- _What you need to do_
Transcribe the entries below exactly; leave every image out.

Data supplied START

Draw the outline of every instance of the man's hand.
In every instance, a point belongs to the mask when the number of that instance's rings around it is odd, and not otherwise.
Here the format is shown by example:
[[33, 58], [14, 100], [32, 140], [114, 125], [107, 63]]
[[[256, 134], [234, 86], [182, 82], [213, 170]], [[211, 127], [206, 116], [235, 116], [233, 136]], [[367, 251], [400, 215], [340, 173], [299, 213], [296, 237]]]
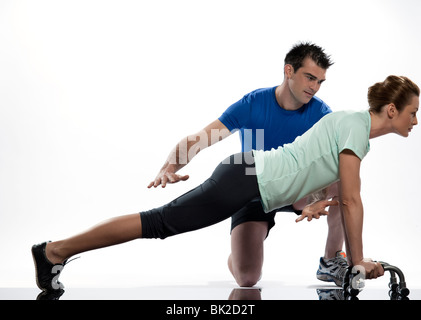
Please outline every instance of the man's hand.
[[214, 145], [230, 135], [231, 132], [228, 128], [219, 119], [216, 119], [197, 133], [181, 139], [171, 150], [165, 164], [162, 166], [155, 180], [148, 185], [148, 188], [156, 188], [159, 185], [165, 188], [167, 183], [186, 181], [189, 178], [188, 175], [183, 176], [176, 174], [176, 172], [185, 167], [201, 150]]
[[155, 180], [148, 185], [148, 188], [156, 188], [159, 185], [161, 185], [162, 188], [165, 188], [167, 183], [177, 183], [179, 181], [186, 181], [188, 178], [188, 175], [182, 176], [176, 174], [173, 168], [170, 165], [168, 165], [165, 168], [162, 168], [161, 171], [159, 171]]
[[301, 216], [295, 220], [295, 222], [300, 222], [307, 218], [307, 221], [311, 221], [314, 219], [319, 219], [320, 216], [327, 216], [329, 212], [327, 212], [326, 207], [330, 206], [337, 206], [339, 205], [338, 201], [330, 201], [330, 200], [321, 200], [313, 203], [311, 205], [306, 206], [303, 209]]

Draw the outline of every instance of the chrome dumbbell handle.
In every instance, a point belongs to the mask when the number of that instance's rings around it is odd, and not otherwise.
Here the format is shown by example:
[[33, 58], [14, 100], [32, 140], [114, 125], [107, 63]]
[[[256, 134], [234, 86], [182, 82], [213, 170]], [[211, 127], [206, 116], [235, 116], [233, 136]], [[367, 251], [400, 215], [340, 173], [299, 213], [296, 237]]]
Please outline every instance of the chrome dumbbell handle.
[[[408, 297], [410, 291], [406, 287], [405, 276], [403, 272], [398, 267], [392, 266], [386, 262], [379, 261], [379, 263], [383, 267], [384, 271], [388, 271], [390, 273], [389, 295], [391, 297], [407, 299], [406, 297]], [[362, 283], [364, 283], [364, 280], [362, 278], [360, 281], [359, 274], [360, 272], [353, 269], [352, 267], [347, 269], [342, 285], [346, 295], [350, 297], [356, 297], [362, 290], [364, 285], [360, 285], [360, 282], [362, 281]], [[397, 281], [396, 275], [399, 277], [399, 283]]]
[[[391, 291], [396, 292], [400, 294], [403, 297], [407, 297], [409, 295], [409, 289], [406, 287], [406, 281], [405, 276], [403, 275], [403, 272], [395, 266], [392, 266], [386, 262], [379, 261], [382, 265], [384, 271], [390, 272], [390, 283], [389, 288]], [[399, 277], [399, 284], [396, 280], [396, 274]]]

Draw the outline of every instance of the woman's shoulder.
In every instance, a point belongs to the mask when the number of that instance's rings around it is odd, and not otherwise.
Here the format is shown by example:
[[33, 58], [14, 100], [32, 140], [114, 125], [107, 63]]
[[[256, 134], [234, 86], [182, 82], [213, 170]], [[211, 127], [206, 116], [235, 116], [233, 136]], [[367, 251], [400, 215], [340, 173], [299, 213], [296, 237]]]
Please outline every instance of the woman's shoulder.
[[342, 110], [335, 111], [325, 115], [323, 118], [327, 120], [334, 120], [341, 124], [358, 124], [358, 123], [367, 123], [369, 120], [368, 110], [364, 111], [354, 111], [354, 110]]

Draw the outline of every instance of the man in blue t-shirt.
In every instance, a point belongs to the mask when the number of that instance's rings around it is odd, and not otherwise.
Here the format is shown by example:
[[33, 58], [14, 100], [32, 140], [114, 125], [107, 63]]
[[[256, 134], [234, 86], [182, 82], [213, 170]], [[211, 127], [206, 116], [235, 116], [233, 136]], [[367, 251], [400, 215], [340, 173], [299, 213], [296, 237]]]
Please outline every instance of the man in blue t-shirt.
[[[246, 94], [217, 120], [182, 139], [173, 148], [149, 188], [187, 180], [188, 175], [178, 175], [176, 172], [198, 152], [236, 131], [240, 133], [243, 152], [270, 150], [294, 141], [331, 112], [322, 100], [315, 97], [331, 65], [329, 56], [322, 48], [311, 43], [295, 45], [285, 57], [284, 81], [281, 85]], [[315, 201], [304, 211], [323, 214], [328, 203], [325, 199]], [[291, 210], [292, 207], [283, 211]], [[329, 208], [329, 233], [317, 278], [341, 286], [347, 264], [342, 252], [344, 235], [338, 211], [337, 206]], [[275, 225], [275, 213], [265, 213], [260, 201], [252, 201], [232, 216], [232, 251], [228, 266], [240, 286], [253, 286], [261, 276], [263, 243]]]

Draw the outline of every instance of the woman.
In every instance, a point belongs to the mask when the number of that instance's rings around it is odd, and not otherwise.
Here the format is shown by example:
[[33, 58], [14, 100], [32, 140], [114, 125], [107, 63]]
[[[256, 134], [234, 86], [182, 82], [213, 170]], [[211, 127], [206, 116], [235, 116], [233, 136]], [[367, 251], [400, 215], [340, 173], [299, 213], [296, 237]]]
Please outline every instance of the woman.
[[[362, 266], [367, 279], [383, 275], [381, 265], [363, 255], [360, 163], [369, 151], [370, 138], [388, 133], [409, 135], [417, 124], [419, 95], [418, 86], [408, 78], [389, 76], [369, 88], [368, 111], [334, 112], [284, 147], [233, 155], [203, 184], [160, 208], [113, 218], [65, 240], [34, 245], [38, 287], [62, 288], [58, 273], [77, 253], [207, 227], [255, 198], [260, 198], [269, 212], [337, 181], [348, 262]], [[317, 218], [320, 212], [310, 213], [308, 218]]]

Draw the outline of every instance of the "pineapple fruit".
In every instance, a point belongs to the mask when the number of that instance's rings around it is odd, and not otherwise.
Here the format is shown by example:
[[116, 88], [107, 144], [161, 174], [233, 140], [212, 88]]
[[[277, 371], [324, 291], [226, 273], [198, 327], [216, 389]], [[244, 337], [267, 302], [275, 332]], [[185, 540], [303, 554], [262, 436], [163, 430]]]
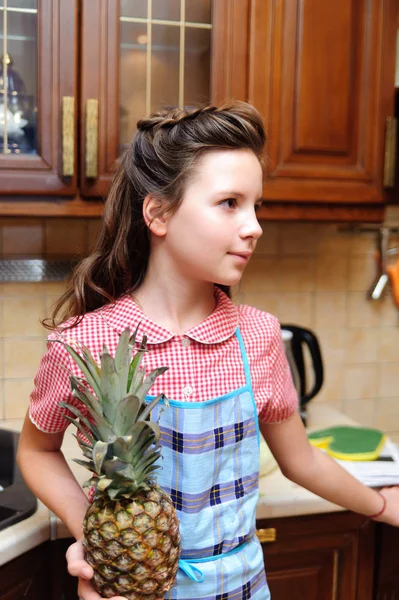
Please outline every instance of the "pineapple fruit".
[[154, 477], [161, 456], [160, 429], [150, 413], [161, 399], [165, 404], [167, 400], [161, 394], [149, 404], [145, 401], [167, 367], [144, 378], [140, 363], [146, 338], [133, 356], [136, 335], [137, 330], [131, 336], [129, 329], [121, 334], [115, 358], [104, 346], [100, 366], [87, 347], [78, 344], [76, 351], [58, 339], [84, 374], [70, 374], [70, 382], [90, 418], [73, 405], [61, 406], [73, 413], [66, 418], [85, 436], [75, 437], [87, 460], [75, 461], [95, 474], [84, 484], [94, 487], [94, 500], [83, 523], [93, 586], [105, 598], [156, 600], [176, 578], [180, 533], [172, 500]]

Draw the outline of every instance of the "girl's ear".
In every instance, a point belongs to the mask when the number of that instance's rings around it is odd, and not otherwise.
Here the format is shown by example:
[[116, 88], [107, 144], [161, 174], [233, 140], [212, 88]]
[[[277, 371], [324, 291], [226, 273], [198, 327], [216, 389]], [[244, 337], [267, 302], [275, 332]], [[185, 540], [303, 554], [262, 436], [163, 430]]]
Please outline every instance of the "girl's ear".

Data supplied END

- _Response box_
Draw the outline of every instance of the man's hand.
In every instance, a point belongs to the mask when the number of that instance's rings around it is odd, and not otherwise.
Here the format is shown by example:
[[33, 58], [14, 100], [32, 140], [114, 125], [107, 63]]
[[[256, 134], [234, 86], [182, 82], [213, 170]], [[211, 127], [206, 116], [235, 116], [233, 136]], [[367, 251], [400, 215], [340, 173], [299, 213], [296, 237]]]
Please outline every instance of the man's hand.
[[214, 145], [230, 135], [231, 132], [228, 128], [219, 119], [216, 119], [197, 133], [181, 139], [171, 150], [165, 164], [162, 166], [155, 180], [148, 185], [148, 188], [156, 188], [159, 185], [165, 188], [167, 183], [186, 181], [189, 178], [188, 175], [183, 176], [176, 174], [176, 172], [185, 167], [201, 150]]
[[155, 180], [148, 185], [148, 188], [156, 188], [159, 185], [161, 185], [162, 188], [165, 188], [167, 183], [177, 183], [179, 181], [186, 181], [188, 178], [188, 175], [182, 176], [176, 174], [173, 168], [170, 165], [168, 165], [165, 168], [162, 168], [161, 171], [159, 171]]
[[301, 216], [295, 220], [295, 222], [300, 222], [307, 218], [307, 221], [311, 221], [314, 219], [319, 219], [320, 216], [327, 216], [329, 212], [327, 212], [326, 207], [330, 206], [337, 206], [339, 205], [338, 201], [330, 201], [330, 200], [321, 200], [313, 203], [311, 205], [306, 206], [303, 209]]

Draw the outline of every instance of the chrome dumbbell handle.
In every instance, a point belongs to the mask when the number of that instance's rings around it is odd, and not otherwise.
Here the format is shown by example:
[[33, 58], [14, 100], [32, 140], [114, 125], [107, 63]]
[[[256, 134], [234, 86], [182, 82], [213, 170]], [[211, 127], [206, 116], [235, 116], [233, 136]], [[367, 251], [400, 215], [340, 173], [299, 213], [296, 237]]]
Please outline every instance of the chrome dumbbell handle.
[[[408, 297], [410, 291], [406, 287], [405, 276], [403, 272], [398, 267], [392, 266], [386, 262], [379, 261], [379, 263], [383, 267], [384, 271], [388, 271], [390, 273], [389, 295], [391, 297], [407, 299], [406, 297]], [[362, 283], [364, 283], [364, 280], [362, 278], [360, 281], [359, 274], [360, 272], [353, 269], [352, 267], [347, 269], [342, 285], [346, 295], [350, 297], [356, 297], [362, 290], [364, 285], [360, 285], [360, 282], [362, 281]], [[397, 281], [396, 275], [399, 277], [399, 283]]]
[[[391, 291], [396, 292], [400, 294], [403, 297], [407, 297], [409, 295], [409, 289], [406, 287], [406, 281], [405, 276], [403, 275], [403, 272], [395, 266], [392, 266], [386, 262], [379, 261], [382, 265], [384, 271], [390, 272], [390, 283], [389, 288]], [[399, 277], [399, 284], [396, 280], [396, 274]]]

Draw the outline of every instance of the woman's shoulder.
In every instance, a point belongs to the mask when the number of that instance's rings around it is odd, and not otherwise.
Here the format is shown by example:
[[33, 58], [14, 100], [32, 140], [114, 125], [107, 63]]
[[[256, 134], [234, 86], [182, 82], [213, 170]], [[211, 127], [206, 116], [235, 116], [233, 136]], [[367, 251], [400, 215], [340, 173], [299, 213], [296, 237]]]
Please outline every instance of the woman's shoulder.
[[342, 110], [335, 111], [325, 115], [323, 118], [327, 120], [334, 120], [341, 124], [358, 124], [358, 123], [367, 123], [369, 120], [368, 110], [364, 111], [354, 111], [354, 110]]

Draw the outline of every instance of the man in blue t-shirt.
In every instance, a point belongs to the mask when the number of that instance's rings around it is odd, and not otherwise.
Here the format is shown by example:
[[33, 58], [14, 100], [32, 140], [114, 125], [107, 63]]
[[[256, 134], [234, 86], [182, 82], [213, 170]], [[211, 127], [206, 116], [235, 116], [233, 136]], [[367, 251], [400, 215], [340, 173], [299, 213], [296, 237]]]
Please outline every instance of the man in blue t-shirt.
[[[246, 94], [217, 120], [182, 139], [173, 148], [149, 188], [187, 180], [188, 175], [178, 175], [176, 172], [198, 152], [236, 131], [240, 133], [243, 152], [270, 150], [294, 141], [331, 112], [322, 100], [315, 97], [331, 65], [329, 56], [322, 48], [311, 43], [295, 45], [285, 57], [284, 81], [281, 85]], [[315, 201], [304, 211], [323, 214], [328, 203], [325, 199]], [[291, 210], [292, 207], [283, 211]], [[329, 208], [329, 233], [317, 278], [341, 286], [347, 264], [342, 252], [344, 235], [338, 211], [337, 206]], [[275, 225], [275, 213], [265, 213], [260, 201], [252, 201], [232, 216], [232, 251], [228, 266], [240, 286], [253, 286], [261, 276], [263, 243]]]

Draw the outline of every instance of the woman.
In every instance, a point belongs to the mask when the number of that instance's rings around it is odd, and not otherwise.
Here the format is shown by example:
[[33, 58], [14, 100], [32, 140], [114, 125], [107, 63]]
[[[256, 134], [234, 86], [182, 82], [213, 170]], [[211, 127], [206, 116], [235, 116], [233, 136]], [[367, 251], [400, 215], [340, 173], [299, 213], [296, 237]]]
Please outline every instance of the woman.
[[[362, 266], [367, 279], [383, 275], [381, 265], [363, 255], [360, 163], [369, 151], [370, 138], [388, 133], [409, 135], [417, 124], [419, 95], [418, 86], [408, 78], [389, 76], [369, 88], [368, 111], [334, 112], [284, 147], [233, 155], [203, 184], [160, 208], [113, 218], [65, 240], [34, 245], [38, 287], [62, 288], [58, 273], [77, 253], [207, 227], [255, 198], [260, 198], [269, 212], [337, 181], [348, 262]], [[317, 218], [320, 212], [310, 213], [308, 218]]]

Draw the outline of every instance of the "pineapple fruit".
In every instance, a point belongs to the mask when the number of that instance's rings around it is odd, and not otherwise.
Here the format is shown by example:
[[116, 88], [107, 144], [161, 174], [233, 140], [212, 88]]
[[[277, 371], [324, 291], [226, 273], [198, 327], [216, 389]], [[244, 337], [267, 302], [275, 332]], [[185, 540], [303, 554], [262, 436], [163, 430]]]
Please outline every instance of the "pineapple fruit".
[[154, 477], [161, 456], [160, 429], [150, 413], [161, 399], [165, 404], [167, 400], [161, 394], [149, 404], [145, 401], [167, 367], [144, 378], [140, 363], [146, 338], [133, 356], [136, 335], [137, 330], [131, 336], [129, 329], [121, 334], [115, 358], [104, 346], [100, 366], [87, 347], [78, 344], [76, 351], [58, 339], [84, 374], [70, 374], [70, 382], [90, 418], [73, 405], [61, 406], [73, 413], [66, 418], [85, 436], [75, 437], [87, 460], [75, 461], [95, 474], [84, 484], [94, 487], [94, 500], [83, 523], [93, 586], [105, 598], [156, 600], [176, 578], [180, 533], [172, 500]]

Draw the outline of every instance of the "girl's ear".
In every instance, a point belongs to the mask when the number of that instance's rings around it is odd, and not otherwise.
Here the format is shown by example:
[[116, 88], [107, 144], [161, 174], [233, 140], [212, 88]]
[[[277, 371], [324, 291], [226, 273], [198, 327], [216, 389]], [[244, 337], [267, 302], [275, 332]], [[185, 540], [303, 554], [262, 436], [163, 430]]]
Please outline every instance of the "girl's ear".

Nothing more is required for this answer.